• **TAREAS PENDIENTES**
a) Traduce al inglés esta oración del fragmento de texto: "Nos lo cuentan las mujeres que se han acercado a nosotros para charlar sentados en unas bancas bajo un árbol junto a la orilla del río."
b) Copia sin cambios el tramo del fragmento de texto que va desde "Media población se" hasta "el pueblo menudo.".

• **FRAGMENTO DE TEXTO**
________________________________________

Me toca con Rosalinda, una de las EMJ de Pebas, el distrito al que pertenece este caserío. Nos bajamos del deslizador y buscamos a Leónides, el animador, pero está trabajando; preguntamos por el teniente gobernador, pero “no hay”. ¿El agente municipal? Tampoco. En realidad, hay pocos vecinos porque “se han ido a la raspa”. Nos lo cuentan las mujeres que se han acercado a nosotros para charlar sentados en unas bancas bajo un árbol junto a la orilla del río.
Media población se ha ido a cosechar hojas de coca, que los narcos pagan ahora a 0,80 soles (0,21 €) el kilo; con eso se procesa en la misma selva la PCB (pasta básica de cocaína), que se envía en bloques de color pardo a Manaos, a Iquitos o a Bogotá para que sea refinada y extraído el alcaloide. Las señoras nos preguntan si hemos visto el PIAS (Plataformas Itinerantes de Acción Social), o sea “el buque” que en teoría brinda varios servicios (banco, RENIEC, atención sanitaria, cobro de programas sociales…) y que más de dos veces es otro fraude para el pueblo menudo.

________________________________________

• **DATOS REGISTRADOS**
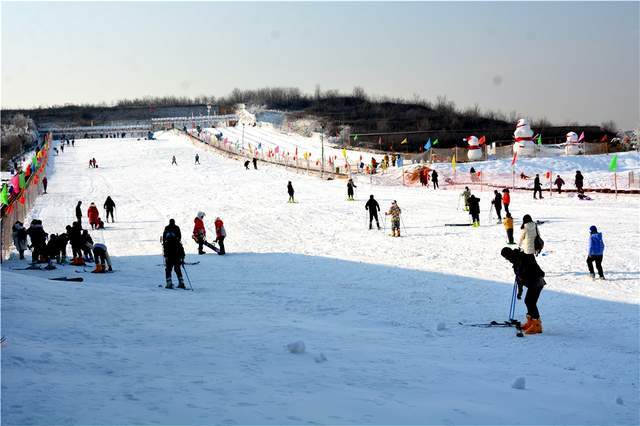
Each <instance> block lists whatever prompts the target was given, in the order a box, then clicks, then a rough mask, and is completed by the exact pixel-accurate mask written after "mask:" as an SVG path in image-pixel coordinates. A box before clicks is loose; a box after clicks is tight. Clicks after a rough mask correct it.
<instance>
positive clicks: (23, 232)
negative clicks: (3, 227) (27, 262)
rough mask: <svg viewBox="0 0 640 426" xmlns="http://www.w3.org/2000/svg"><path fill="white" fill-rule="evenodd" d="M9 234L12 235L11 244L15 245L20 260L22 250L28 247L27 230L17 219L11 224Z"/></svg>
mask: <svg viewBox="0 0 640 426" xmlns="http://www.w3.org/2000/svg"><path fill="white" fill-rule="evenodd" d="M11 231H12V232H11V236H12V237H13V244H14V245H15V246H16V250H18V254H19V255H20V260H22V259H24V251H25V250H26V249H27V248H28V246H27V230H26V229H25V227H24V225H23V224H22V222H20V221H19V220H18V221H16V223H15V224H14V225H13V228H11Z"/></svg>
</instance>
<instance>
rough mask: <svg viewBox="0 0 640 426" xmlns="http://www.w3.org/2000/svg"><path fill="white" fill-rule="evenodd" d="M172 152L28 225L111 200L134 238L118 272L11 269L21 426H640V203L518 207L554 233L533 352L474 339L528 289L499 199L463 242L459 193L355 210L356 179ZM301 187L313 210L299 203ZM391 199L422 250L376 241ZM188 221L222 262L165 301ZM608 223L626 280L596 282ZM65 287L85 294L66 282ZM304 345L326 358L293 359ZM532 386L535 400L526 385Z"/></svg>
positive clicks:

________________________________________

• **RESPUESTAS NUMERADAS**
a) The women who have come over to us to chat, sitting on some benches under a tree by the riverbank, tell us this.

b)
Media población se ha ido a cosechar hojas de coca, que los narcos pagan ahora a 0,80 soles (0,21 €) el kilo; con eso se procesa en la misma selva la PCB (pasta básica de cocaína), que se envía en bloques de color pardo a Manaos, a Iquitos o a Bogotá para que sea refinada y extraído el alcaloide. Las señoras nos preguntan si hemos visto el PIAS (Plataformas Itinerantes de Acción Social), o sea “el buque” que en teoría brinda varios servicios (banco, RENIEC, atención sanitaria, cobro de programas sociales…) y que más de dos veces es otro fraude para el pueblo menudo.